-- Opening Marker --

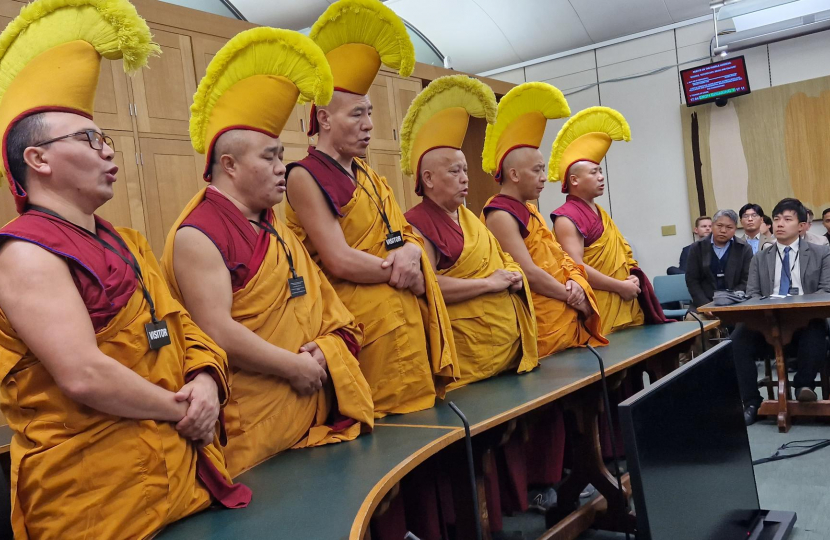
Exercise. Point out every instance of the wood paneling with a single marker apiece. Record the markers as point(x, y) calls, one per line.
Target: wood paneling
point(126, 208)
point(389, 165)
point(112, 99)
point(384, 117)
point(172, 175)
point(163, 92)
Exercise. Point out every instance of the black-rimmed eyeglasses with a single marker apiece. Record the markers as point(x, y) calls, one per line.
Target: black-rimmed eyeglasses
point(96, 140)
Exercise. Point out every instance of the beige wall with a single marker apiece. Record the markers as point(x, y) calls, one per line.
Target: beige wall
point(646, 177)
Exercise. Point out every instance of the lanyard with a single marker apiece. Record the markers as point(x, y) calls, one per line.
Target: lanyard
point(792, 266)
point(382, 213)
point(267, 227)
point(132, 262)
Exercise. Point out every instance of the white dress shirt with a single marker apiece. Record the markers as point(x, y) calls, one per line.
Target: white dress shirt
point(795, 265)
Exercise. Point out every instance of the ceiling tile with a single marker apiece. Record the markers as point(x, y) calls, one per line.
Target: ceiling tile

-- Closing Marker --

Restate the data above word for word. Do not include the images.

Exercise. Point out every instance of the wood paneling with a single marker apiece. Record the markers as point(x, y) calls, one per line.
Target: wood paneling
point(126, 208)
point(389, 165)
point(112, 99)
point(384, 117)
point(172, 175)
point(163, 92)
Exercise. Point out every instance of the black-rimmed eyeglasses with a single marker apiece. Record the markers as point(x, y) calls, one per line.
Target: black-rimmed eyeglasses
point(96, 140)
Exercise. Point out every instance of the beige wall with a single marker apiece. Record the markers as point(x, y) calls, one per line.
Target: beige wall
point(646, 177)
Exercise. Point out every instance of the lanyard with a single marker apiece. Record the markers as point(x, y) calls, one per line.
Target: lanyard
point(792, 266)
point(382, 213)
point(267, 227)
point(132, 262)
Exercise. Point out every instance of the white dress shirt with a single marker apiece. Record the markers as point(x, y) calls, one per line.
Target: white dress shirt
point(795, 265)
Exercise. Point out every instance of the ceiling tile with a single marker apiece. Record the markers as point(x, y) calls, one per line.
Target: ceiling tile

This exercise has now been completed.